EXERCISE BRIEF » Give back all of the data verbatim.

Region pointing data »
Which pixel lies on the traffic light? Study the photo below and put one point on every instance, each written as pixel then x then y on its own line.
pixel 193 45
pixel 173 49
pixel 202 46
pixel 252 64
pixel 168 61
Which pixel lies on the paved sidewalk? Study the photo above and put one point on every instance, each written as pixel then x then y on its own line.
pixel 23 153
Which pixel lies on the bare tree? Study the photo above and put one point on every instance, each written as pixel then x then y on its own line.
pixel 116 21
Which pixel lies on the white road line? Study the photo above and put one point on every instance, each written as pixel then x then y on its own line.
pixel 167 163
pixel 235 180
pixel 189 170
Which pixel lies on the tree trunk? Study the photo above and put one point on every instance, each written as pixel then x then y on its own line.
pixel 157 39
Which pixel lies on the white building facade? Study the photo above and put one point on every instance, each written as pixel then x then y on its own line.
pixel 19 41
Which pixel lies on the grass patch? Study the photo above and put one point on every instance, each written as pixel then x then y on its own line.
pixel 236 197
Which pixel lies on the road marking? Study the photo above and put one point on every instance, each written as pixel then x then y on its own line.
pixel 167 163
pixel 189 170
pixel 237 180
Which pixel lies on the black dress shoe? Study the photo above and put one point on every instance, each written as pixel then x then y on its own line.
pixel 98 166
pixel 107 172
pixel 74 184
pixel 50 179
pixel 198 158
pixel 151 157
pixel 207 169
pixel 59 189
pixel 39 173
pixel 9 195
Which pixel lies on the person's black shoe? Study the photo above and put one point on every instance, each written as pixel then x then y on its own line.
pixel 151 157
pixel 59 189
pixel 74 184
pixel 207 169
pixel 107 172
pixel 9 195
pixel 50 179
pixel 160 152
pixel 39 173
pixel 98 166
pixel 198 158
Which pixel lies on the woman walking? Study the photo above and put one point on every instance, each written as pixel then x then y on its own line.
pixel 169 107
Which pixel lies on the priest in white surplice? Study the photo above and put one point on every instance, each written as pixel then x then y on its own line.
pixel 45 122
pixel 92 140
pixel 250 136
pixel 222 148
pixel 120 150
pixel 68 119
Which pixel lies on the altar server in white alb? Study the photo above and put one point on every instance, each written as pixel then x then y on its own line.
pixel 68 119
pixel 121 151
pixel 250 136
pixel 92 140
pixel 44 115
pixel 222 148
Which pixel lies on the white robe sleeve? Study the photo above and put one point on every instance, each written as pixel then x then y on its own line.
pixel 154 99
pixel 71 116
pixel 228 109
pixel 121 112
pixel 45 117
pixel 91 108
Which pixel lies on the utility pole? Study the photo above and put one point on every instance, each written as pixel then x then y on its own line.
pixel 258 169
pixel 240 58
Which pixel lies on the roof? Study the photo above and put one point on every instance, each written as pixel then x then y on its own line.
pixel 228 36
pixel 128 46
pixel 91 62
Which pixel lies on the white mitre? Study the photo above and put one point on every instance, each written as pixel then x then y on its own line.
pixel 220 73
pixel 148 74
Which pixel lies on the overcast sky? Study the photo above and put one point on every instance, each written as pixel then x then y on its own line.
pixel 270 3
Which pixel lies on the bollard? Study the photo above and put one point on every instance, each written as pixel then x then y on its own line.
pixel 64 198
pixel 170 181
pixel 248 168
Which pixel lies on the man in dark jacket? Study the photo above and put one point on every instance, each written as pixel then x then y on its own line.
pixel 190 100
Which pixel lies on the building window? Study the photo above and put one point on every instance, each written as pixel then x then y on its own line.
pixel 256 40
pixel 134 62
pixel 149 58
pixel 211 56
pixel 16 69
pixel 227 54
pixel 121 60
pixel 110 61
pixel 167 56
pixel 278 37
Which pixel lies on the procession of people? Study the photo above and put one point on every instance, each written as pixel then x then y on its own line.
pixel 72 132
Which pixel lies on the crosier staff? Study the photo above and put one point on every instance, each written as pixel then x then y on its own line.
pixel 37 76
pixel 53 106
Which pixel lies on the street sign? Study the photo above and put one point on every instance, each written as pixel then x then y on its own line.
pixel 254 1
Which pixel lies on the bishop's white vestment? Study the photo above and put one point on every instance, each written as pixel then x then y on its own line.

SOLVED EXERCISE »
Which pixel lies on the traffic light? Study the photo below and put one point on every instance, each written as pixel then x then y on its own line.
pixel 193 45
pixel 173 49
pixel 202 46
pixel 252 64
pixel 168 61
Which pixel lies on the paved sidewalk? Study the photo above and put one point on every instance, each written as pixel then x then y on its own line.
pixel 23 153
Which pixel lies on the bare tree? Study the photo above and put one point on every instance, each written as pixel then x then y on its own line.
pixel 116 21
Which pixel lies on the white road line? Study the photo above and put one point on every instance, each written as pixel then x then y on its own line.
pixel 167 163
pixel 235 180
pixel 189 170
Which pixel lies on the tree trunk? Study the photo above and put one point on every instance, each written as pixel then x then y on its own line.
pixel 157 39
Which pixel lies on the white building facade? Study the photo above and put one point on every instance, each written as pixel then x then y on its own line.
pixel 19 41
Which pixel lies on the grass patch? Study the photo above and put one point on every instance, each written as pixel then x then y on its own line.
pixel 236 197
Which pixel lies on the road marking? Study the photo above and put one point on every instance, each written as pixel then x then y on its own line.
pixel 167 163
pixel 189 170
pixel 237 180
Which pixel lies on the black dress shoe? Study the photo above and put one point on every instance, each written as pixel then x then y on its own line.
pixel 98 166
pixel 107 172
pixel 74 184
pixel 50 179
pixel 198 158
pixel 151 157
pixel 207 169
pixel 59 189
pixel 39 173
pixel 9 195
Which pixel lies on the person's black shoe? Study the photo above and put one point on every instance, each written as pixel then x then y on its own line.
pixel 151 157
pixel 59 189
pixel 74 184
pixel 207 169
pixel 107 172
pixel 9 195
pixel 50 179
pixel 160 152
pixel 39 173
pixel 98 166
pixel 198 158
Which pixel lies on the woman walking? Study the photo above and put one point on every instance, each written as pixel then x then y on its own line.
pixel 169 107
Which pixel lies on the priest in white surplice? Study the photo above and put one point on every instance, each written as pixel then x then y on its own line.
pixel 45 122
pixel 92 140
pixel 250 136
pixel 222 148
pixel 120 150
pixel 68 119
Which pixel lies on the altar server in white alb? Study the photo above and put one point on every instance, each written as pixel then x then y on its own line.
pixel 68 119
pixel 121 151
pixel 250 136
pixel 92 140
pixel 44 115
pixel 222 148
Which pixel lies on the white robe sleeve? Study the photo above and put one point on every instance, each written as pixel then x then y on its own line.
pixel 154 99
pixel 71 116
pixel 228 109
pixel 121 112
pixel 45 117
pixel 91 108
Which pixel lies on the utility pole? Study the photo above and put one point on every instance, each written as pixel then x then y on its own line.
pixel 258 169
pixel 240 58
Which pixel lies on the roof? Study the photo above and put one point on every instance, each written as pixel then x then y on its own line.
pixel 228 36
pixel 128 46
pixel 91 62
Which pixel lies on the white mitre? Study the photo above and put one point on every instance, each written as pixel then x then y on its own line.
pixel 220 73
pixel 148 74
Which pixel lies on the overcast sky? Study the photo above and put one point on every instance, each written as pixel then x then y on its own line.
pixel 270 3
Which pixel lies on the bollard? Study the photo above and put one point on every instance, each written as pixel then x then y on its own line.
pixel 64 198
pixel 170 181
pixel 248 168
Which pixel lies on the man in dark jacket? Study the photo above and put one point on every instance, each written as pixel then x then y on its own line.
pixel 190 100
Which pixel lies on the building window? Study the photo above and put one point on every instance, each written as pixel then x then y on its own line.
pixel 256 40
pixel 134 62
pixel 149 58
pixel 211 56
pixel 16 69
pixel 227 54
pixel 121 60
pixel 110 61
pixel 167 56
pixel 278 37
Which pixel lies on the procession of people? Study the photo above and put one point on every instance, each written as pixel then x then y on its own line.
pixel 72 132
Which pixel lies on the crosier staff? Study the photo above and put one point on every instance, each written as pixel then x then y on its own line.
pixel 37 76
pixel 53 106
Which pixel lies on the street sign? Study the photo above and put one point on every instance, each written as pixel then x then y on its own line.
pixel 254 1
Which pixel lies on the bishop's white vestment? Study the photo above and put one point on every instance, each written as pixel then x then y on its own line.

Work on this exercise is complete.